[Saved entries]
■ ■ ■ ■ ■ ■ ■

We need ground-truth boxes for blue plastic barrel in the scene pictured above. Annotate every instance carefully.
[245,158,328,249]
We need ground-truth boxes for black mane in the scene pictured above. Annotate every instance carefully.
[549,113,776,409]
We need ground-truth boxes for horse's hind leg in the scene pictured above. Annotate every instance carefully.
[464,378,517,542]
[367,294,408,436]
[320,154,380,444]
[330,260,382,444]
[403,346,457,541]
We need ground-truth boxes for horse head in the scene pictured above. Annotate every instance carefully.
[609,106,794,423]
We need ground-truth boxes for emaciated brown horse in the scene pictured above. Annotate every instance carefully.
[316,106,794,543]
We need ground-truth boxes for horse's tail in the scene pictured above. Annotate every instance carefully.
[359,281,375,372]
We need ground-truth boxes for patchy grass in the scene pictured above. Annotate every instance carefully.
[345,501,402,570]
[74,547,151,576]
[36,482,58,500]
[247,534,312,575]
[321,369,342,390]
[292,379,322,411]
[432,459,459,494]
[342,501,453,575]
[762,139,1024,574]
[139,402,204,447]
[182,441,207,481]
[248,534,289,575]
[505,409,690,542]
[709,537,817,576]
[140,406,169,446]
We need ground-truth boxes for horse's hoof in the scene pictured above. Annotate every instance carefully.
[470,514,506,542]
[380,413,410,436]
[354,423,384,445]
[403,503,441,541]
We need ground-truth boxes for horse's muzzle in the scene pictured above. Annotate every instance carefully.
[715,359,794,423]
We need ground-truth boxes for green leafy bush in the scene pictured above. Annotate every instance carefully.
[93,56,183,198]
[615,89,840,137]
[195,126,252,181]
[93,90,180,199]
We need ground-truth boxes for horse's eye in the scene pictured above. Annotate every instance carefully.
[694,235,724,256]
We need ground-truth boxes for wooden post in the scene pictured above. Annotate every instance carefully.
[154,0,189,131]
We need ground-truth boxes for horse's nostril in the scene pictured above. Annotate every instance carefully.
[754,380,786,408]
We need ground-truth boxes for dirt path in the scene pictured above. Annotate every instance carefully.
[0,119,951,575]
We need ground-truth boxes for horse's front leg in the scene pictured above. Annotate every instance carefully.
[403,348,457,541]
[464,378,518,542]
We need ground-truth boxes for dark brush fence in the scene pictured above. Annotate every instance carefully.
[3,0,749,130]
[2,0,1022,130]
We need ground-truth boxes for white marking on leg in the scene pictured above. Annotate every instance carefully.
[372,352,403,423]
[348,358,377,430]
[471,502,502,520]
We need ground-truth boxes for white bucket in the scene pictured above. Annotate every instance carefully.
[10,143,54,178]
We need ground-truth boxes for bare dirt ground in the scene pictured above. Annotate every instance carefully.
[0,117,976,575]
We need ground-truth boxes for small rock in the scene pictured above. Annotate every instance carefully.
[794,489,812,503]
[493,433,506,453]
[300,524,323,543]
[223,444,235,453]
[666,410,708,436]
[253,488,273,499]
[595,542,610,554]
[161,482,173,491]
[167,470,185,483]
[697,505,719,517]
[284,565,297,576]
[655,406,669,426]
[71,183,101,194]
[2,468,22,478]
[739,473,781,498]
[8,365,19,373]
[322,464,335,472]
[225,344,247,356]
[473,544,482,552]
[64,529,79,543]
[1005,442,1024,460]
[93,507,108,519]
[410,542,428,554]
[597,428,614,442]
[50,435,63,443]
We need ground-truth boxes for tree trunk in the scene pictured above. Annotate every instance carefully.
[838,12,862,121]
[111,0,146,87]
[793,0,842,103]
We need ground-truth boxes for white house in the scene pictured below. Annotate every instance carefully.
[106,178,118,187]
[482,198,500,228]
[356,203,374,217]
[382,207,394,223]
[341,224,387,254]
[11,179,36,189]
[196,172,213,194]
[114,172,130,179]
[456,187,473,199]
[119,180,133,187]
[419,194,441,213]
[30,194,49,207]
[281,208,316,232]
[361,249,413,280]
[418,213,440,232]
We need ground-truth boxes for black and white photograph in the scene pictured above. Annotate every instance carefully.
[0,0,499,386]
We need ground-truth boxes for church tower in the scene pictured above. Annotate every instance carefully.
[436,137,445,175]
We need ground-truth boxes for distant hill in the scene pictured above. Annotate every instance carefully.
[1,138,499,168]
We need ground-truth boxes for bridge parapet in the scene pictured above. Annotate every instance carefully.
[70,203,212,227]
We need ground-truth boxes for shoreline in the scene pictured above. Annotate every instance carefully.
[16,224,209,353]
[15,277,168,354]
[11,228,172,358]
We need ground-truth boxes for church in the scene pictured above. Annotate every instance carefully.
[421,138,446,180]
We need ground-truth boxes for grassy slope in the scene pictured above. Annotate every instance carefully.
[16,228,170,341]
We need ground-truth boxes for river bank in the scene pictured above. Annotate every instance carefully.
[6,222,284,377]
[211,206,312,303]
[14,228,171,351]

■ ■ ■ ■ ■ ■ ■

WHAT NEEDS TO BE DONE: Write the records above out again, exactly as they are.

SOLUTION TO THIS EXERCISE:
We need ground-truth boxes for blue plastic barrel in the scene pictured above. Annotate every instance carefully.
[245,158,328,249]
We need ground-truth boxes for black mane in the scene pictured above. Annotate every instance carefully.
[549,113,776,409]
We need ground-truth boxes for horse's hind leg in the scene pictured above. Annotate every instance carefully.
[464,378,517,542]
[367,294,408,436]
[320,154,380,444]
[330,260,382,444]
[403,346,457,541]
We need ground-truth boxes for horse head in the scene pictured above. Annotate every instance carefully.
[609,106,794,423]
We need ground-truth boxes for emaciated brown horse in the scene pictured above. Annotate every instance carefully.
[316,106,794,543]
We need ground-truth boxes for horse's tail in the scene pictured above. Annotate every instance carefully.
[359,281,375,372]
We need ground-truth boxes for patchy grass in the scene pictured above. Annotate every instance carefully.
[345,501,402,570]
[74,547,151,576]
[36,482,58,500]
[247,534,312,575]
[321,369,342,390]
[292,379,322,411]
[432,459,459,494]
[342,501,453,575]
[762,139,1024,574]
[139,402,204,447]
[182,441,207,481]
[248,534,289,575]
[505,409,690,542]
[709,537,817,576]
[140,406,169,446]
We need ground-truth boxes for horse's hoof in the scene pictured above. Annotate every instance carefully.
[470,514,506,542]
[380,413,410,436]
[354,423,384,445]
[403,503,441,541]
We need ground-truth boxes for horse's muzzle in the scene pictured above. Annotate every instance carefully.
[715,359,794,423]
We need ground-truth boxes for green leafy bush in the scene pictured above. Annotate every instance carefully.
[93,56,183,198]
[615,89,840,137]
[195,126,252,181]
[93,90,180,199]
We need ground-truth boxes for horse's eye in the scene pictured above. Annotate every instance carefully.
[694,235,724,256]
We need ground-truth boxes for wooden post in the scene pictured above. Annotate every instance carefully.
[154,0,189,131]
We need ground-truth boxes for horse's nostril in the scene pictured above. Annotate every instance carefully.
[754,380,786,408]
We need ground-truth boxes for dirt path in the scene pictured above. Annotate every instance carefully.
[0,119,951,575]
We need ground-truth boxes for horse's front leg in the scene pictured above. Annotate every instance carefully.
[403,348,457,541]
[464,378,518,542]
We need ground-truth boxes for dark brush fence in the scene pictured above. Annotate every instance carefully.
[3,0,749,130]
[2,0,1022,130]
We need ground-truth boxes for white marking on leg in the scene pictured above. Annotate every instance carefully.
[372,352,403,423]
[348,358,377,430]
[471,502,502,520]
We need ground-truth boxes for white bucket in the scene pictured above. Annotate every instance carefully.
[10,143,54,178]
We need ground-truth boxes for bare dirt ground in the scene pictured above. Annotate every instance carefully.
[0,117,976,575]
We need ground-truth boxes for small rock in the scene pictured above. Annotate every instance carefully.
[794,489,812,503]
[493,433,506,453]
[300,524,323,543]
[223,444,235,453]
[666,410,708,436]
[253,488,273,499]
[595,542,610,554]
[161,482,173,491]
[167,470,185,483]
[697,505,719,517]
[284,565,297,576]
[655,406,669,426]
[71,183,101,194]
[2,468,22,478]
[739,473,781,498]
[8,365,19,373]
[322,464,335,472]
[225,344,247,356]
[473,544,482,552]
[64,529,79,543]
[1005,442,1024,460]
[93,507,108,519]
[410,542,428,554]
[597,428,614,442]
[50,435,63,443]
We need ground-truth boxes for tree trunk in the scene pictured above. Annotate every instance carefully.
[838,12,862,121]
[111,0,146,87]
[793,0,842,103]
We need ground-truth boxes for white house in the scene pictured below. Annotate every instance carefully.
[106,178,118,187]
[482,198,500,228]
[356,203,374,217]
[382,207,394,223]
[341,224,387,254]
[11,179,36,189]
[196,172,213,194]
[114,172,130,179]
[456,187,473,199]
[119,180,133,187]
[419,194,441,213]
[30,194,49,207]
[281,208,316,232]
[361,249,413,280]
[418,213,440,232]
We need ground-truth boxes for black and white photograph in the scene pictured above. Annotate every instance carefully.
[0,0,499,386]
We need ground-truth boxes for church tower in the scene pictured above. Annotate every instance carefully.
[436,137,445,175]
We need ground-truth boxes for distant hill in the scene pictured above. Annotate every instance carefully.
[1,138,499,168]
We need ground-truth boxes for bridge parapet in the scene pictured above. Annotate every instance carefully.
[70,203,212,227]
We need ground-truth boxes for shoreline in the scene pictured above. Annotate every instance carefully.
[16,224,209,353]
[15,277,168,354]
[11,228,172,358]
We need ground-truth boxes for church in the scene pictured above. Annotate every instance carefully.
[421,138,446,180]
We need ground-truth boxes for grassy slope in the scene pictured above. Annotate every instance carefully.
[16,228,170,341]
We need ground-truth boxes for river bank in the scene pictured above. Annotate every instance carefully.
[6,222,284,377]
[211,206,312,303]
[14,228,171,351]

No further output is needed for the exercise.